═════ Texte extrait ═════
Mar­nie observe que les jeunes auteurs « délaissent les guille­mets » et qu’« il y a des modes dans l’usage des minus­cules ». Elle regrette « le recours exces­sif aux points vir­gules qui trans­forme la lec­ture en une course de saut d’obstacles » et s’interroge : à quand une IA capable de cor­ri­ger un roman à sa place, « en une nano­se­conde » ? Elle repère les « adeptes du terme “épo­nyme” » et les « triples “mais” dans une même phrase ». Sur­tout, elle sait dis­tin­guer une « construc­tion fau­tive » d’un « choix stylistique ».
═════
• Problèmes à résoudre:
A - Traduisez en anglais cette phrase de l'extrait sur Marnie : « Surtout, elle sait distinguer une « construction fautive » d'un « choix stylistique ». »
B - Rédigez la suite de l'extrait sur Marnie, à partir de sa dernière phrase.
═════ Données fournies ═════
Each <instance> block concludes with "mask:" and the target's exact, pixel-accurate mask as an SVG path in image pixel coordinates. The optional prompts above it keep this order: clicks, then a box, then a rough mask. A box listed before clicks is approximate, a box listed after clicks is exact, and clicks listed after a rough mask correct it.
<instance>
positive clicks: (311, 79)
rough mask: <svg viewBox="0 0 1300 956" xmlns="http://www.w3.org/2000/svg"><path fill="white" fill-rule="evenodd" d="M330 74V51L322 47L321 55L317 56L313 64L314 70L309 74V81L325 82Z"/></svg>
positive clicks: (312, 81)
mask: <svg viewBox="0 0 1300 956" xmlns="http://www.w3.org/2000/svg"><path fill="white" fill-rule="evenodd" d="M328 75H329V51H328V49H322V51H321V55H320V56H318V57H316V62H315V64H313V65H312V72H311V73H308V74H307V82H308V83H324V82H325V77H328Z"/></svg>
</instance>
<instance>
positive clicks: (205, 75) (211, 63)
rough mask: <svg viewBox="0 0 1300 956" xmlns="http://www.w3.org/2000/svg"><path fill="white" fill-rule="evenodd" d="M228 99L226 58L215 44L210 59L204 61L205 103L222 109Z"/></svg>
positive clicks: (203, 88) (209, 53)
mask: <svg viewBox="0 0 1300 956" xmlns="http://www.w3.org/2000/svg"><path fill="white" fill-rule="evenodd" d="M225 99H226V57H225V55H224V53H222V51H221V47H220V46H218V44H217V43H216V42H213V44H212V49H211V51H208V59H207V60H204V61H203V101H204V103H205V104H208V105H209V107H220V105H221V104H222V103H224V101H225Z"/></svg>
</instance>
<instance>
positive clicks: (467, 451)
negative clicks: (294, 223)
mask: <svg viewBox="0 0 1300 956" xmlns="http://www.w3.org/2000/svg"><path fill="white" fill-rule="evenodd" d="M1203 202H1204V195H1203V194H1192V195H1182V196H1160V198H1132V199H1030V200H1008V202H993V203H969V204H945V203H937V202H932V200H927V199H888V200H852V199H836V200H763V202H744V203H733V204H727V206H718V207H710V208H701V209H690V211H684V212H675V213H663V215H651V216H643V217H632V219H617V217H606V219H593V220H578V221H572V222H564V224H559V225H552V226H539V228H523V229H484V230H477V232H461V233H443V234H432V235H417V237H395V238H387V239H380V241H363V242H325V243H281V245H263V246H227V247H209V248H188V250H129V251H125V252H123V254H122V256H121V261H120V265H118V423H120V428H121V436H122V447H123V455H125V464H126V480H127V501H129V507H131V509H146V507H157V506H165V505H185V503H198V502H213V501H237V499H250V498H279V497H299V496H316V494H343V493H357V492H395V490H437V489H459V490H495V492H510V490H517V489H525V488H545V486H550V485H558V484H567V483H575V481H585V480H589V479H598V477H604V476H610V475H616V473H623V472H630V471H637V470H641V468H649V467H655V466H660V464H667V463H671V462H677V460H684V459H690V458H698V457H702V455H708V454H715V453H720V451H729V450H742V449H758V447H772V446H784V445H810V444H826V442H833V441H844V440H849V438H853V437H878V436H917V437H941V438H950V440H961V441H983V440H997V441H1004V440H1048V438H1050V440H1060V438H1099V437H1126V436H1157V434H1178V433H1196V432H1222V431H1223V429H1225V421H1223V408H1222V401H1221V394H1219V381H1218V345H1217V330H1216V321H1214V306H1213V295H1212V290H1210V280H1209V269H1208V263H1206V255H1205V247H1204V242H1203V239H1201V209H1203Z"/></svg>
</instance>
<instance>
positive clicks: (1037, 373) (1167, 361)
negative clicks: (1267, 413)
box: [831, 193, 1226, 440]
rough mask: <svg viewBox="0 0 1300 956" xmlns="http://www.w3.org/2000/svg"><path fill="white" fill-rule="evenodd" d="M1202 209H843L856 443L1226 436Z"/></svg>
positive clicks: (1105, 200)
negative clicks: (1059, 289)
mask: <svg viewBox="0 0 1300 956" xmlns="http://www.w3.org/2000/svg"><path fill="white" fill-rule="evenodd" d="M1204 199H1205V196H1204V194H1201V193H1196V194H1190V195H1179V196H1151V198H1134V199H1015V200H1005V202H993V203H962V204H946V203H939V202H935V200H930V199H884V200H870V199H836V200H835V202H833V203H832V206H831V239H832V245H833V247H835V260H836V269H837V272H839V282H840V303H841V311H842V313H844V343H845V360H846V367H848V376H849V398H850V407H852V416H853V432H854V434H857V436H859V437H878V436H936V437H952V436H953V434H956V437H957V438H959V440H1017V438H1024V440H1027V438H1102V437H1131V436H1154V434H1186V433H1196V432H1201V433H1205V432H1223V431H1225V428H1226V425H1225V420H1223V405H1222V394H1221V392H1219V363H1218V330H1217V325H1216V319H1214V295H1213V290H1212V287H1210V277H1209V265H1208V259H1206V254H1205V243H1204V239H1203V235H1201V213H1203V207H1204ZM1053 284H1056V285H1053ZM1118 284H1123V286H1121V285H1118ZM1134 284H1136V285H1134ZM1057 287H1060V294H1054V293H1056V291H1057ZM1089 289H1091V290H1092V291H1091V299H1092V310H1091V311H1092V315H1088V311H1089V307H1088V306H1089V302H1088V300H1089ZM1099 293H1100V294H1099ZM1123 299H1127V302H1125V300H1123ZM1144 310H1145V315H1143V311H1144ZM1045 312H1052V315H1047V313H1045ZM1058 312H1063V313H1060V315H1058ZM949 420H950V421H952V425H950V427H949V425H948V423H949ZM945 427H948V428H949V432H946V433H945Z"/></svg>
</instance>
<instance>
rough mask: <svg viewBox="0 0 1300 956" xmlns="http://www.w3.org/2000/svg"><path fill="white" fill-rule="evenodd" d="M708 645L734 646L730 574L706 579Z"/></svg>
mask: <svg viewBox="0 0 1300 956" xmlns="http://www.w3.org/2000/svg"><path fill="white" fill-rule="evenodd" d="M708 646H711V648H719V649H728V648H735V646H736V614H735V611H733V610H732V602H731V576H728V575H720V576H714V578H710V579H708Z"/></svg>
═════
• Réponses par tâche:
A - Above all, she knows how to tell a "faulty construction" from a "stylistic choice."

B -
Mal­gré « un maigre salaire », bien que « la notion même de congé soit extra­va­gante, et la crainte de tom­ber malade bien trop pré­gnante », Mar­nie aime son métier. D’ailleurs, elle y excelle. Pour preuve, édi­teurs et auteurs « la réclament, comme on récla­me­rait une coif­feuse ou un chi­rur­gien en par­ti­cu­lier ». Ils l’implorent comme on sup­plie­rait « un assas­sin d’accepter une ultime mis­sion. Résul­tat, voi­là trois ans qu’elle n’a pas pris de vacances. »  Et, lorsqu’elle se décide enfin à par­tir ran­don­ner, elle pro­fite de son tra­jet en train pour cor­ri­ger un roman par­ti­cu­liè­re­ment sul­fu­reux, « ter­ri­ble­ment sou­la­gée de n’avoir pas de voi­sin ». Un texte aus­si riche en per­son­nages qu’en péri­pé­ties orgiaques. 

L’acte sexuel peut-il avoir un goût d’océan ?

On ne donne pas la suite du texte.